A ROMANCE OF THE SEA-SERPENT - American Literature of the Sea and Great Lakes

American Literature of the Sea and Great Lakes

A ROMANCE OF THE SEA-SERPENT (1849). This novel by Eugene Batchelder (1822-1878) is one of the stranger works of American sea literature. Written in six sections called “Coils,” it opens on the yacht Hope as protagonist Dick Forbes and other “beaux and belles” are sailing to Na- hant, Massachusetts, summer resort for the Boston elite, from several weeks at Newport, Rhode Island, a city just becoming the new center of beau- monde fashion. While those on board are recounting stories of the sea serpent, the title character slithers on shore at Nahant, eats a few people, and terrorizes many others, then returns to the sea near the yacht. He listens to the stories about him and, in response to those who are skeptical, attacks and eats them in ironic spite.

DATA PROVIDED:
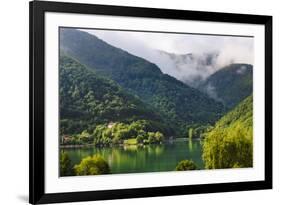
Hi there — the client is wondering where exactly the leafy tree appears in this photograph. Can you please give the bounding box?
[202,96,253,169]
[74,155,110,175]
[60,151,72,176]
[176,160,197,171]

GOALS:
a: Print everything from "A ROMANCE OF THE SEA-SERPENT (1849)." down to "in ironic spite." in the entry on A Romance of the Sea-Serpent.
b: List every geographic place name (town, city, or state) that appears in the entry on A Romance of the Sea-Serpent.

RESPONSES BY TASK:
a:
A ROMANCE OF THE SEA-SERPENT (1849). This novel by Eugene Batchelder (1822-1878) is one of the stranger works of American sea literature. Written in six sections called “Coils,” it opens on the yacht Hope as protagonist Dick Forbes and other “beaux and belles” are sailing to Na- hant, Massachusetts, summer resort for the Boston elite, from several weeks at Newport, Rhode Island, a city just becoming the new center of beau- monde fashion. While those on board are recounting stories of the sea serpent, the title character slithers on shore at Nahant, eats a few people, and terrorizes many others, then returns to the sea near the yacht. He listens to the stories about him and, in response to those who are skeptical, attacks and eats them in ironic spite.

b:
- Nahant
- Massachusetts
- Boston
- Newport
- Rhode Island